— Aim of the exercise —
Please extract every line in the items that contains the word "water", copying each such line in full.

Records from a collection
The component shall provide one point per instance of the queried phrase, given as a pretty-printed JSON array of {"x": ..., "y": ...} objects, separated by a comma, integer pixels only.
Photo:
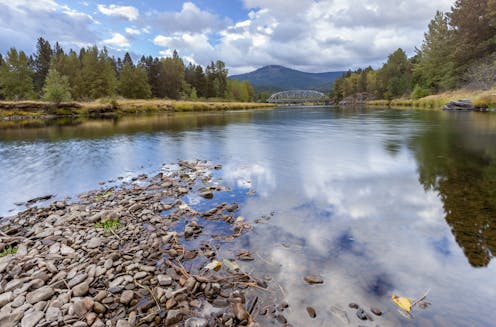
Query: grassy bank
[
  {"x": 38, "y": 109},
  {"x": 482, "y": 99}
]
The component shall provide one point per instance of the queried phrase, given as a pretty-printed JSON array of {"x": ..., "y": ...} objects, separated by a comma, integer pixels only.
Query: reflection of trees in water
[{"x": 462, "y": 168}]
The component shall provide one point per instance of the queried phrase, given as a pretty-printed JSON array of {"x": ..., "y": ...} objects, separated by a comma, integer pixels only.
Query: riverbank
[
  {"x": 481, "y": 99},
  {"x": 103, "y": 107},
  {"x": 128, "y": 253}
]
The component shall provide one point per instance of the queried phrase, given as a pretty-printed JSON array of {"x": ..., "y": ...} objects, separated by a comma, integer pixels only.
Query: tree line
[
  {"x": 459, "y": 50},
  {"x": 56, "y": 75}
]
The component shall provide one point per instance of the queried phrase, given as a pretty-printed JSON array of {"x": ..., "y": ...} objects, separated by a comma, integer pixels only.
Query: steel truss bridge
[{"x": 299, "y": 97}]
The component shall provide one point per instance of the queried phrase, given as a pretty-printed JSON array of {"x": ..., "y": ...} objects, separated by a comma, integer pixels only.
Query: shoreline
[
  {"x": 19, "y": 110},
  {"x": 113, "y": 255}
]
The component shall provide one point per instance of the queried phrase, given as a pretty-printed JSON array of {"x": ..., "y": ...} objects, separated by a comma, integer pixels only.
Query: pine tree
[
  {"x": 133, "y": 82},
  {"x": 16, "y": 76},
  {"x": 57, "y": 87},
  {"x": 434, "y": 69},
  {"x": 474, "y": 32},
  {"x": 42, "y": 60}
]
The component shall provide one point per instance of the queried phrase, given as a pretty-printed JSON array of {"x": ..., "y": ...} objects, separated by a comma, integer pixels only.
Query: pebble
[
  {"x": 196, "y": 322},
  {"x": 66, "y": 250},
  {"x": 126, "y": 297},
  {"x": 41, "y": 294},
  {"x": 311, "y": 312},
  {"x": 80, "y": 289},
  {"x": 164, "y": 280},
  {"x": 32, "y": 318},
  {"x": 313, "y": 280},
  {"x": 361, "y": 314},
  {"x": 376, "y": 311}
]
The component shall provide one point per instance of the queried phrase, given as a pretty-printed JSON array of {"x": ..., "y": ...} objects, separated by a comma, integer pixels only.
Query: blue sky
[{"x": 311, "y": 35}]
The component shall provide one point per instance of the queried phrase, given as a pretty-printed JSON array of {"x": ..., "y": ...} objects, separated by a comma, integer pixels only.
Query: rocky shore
[{"x": 113, "y": 258}]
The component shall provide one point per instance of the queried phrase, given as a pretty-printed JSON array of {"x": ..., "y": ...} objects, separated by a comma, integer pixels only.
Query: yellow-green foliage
[{"x": 483, "y": 99}]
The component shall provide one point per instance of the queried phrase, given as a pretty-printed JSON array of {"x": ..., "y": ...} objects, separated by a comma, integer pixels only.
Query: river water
[{"x": 375, "y": 202}]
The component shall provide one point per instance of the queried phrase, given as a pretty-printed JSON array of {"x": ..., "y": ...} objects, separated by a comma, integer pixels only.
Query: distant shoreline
[{"x": 12, "y": 110}]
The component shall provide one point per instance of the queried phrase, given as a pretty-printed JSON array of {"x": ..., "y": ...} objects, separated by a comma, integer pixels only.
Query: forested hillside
[
  {"x": 56, "y": 75},
  {"x": 459, "y": 50}
]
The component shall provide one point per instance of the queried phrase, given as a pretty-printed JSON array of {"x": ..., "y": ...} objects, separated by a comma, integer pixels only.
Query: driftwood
[{"x": 36, "y": 106}]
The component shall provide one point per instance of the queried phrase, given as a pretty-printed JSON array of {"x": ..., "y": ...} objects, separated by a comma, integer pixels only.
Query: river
[{"x": 375, "y": 202}]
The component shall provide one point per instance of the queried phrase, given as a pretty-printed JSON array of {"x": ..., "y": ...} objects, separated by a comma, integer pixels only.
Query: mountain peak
[{"x": 280, "y": 78}]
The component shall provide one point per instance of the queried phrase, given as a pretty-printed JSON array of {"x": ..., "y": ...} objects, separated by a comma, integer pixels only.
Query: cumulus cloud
[
  {"x": 117, "y": 40},
  {"x": 22, "y": 21},
  {"x": 127, "y": 12},
  {"x": 307, "y": 34},
  {"x": 190, "y": 19}
]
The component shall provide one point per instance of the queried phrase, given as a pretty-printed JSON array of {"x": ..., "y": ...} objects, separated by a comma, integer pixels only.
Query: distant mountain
[{"x": 279, "y": 78}]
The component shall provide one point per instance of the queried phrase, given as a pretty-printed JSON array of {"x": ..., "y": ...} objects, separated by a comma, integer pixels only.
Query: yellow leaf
[
  {"x": 402, "y": 302},
  {"x": 214, "y": 265}
]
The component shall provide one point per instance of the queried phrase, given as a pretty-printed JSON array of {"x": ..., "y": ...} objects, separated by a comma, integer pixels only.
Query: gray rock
[
  {"x": 13, "y": 284},
  {"x": 164, "y": 280},
  {"x": 77, "y": 280},
  {"x": 196, "y": 322},
  {"x": 18, "y": 301},
  {"x": 66, "y": 250},
  {"x": 52, "y": 314},
  {"x": 173, "y": 317},
  {"x": 126, "y": 297},
  {"x": 11, "y": 320},
  {"x": 123, "y": 323},
  {"x": 5, "y": 298},
  {"x": 41, "y": 294},
  {"x": 94, "y": 243},
  {"x": 79, "y": 308},
  {"x": 80, "y": 289},
  {"x": 30, "y": 319}
]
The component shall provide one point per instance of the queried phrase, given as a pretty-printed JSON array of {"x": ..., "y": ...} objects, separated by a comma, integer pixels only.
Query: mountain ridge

— Solution to this exercise —
Query: reflection of trees in water
Query: river water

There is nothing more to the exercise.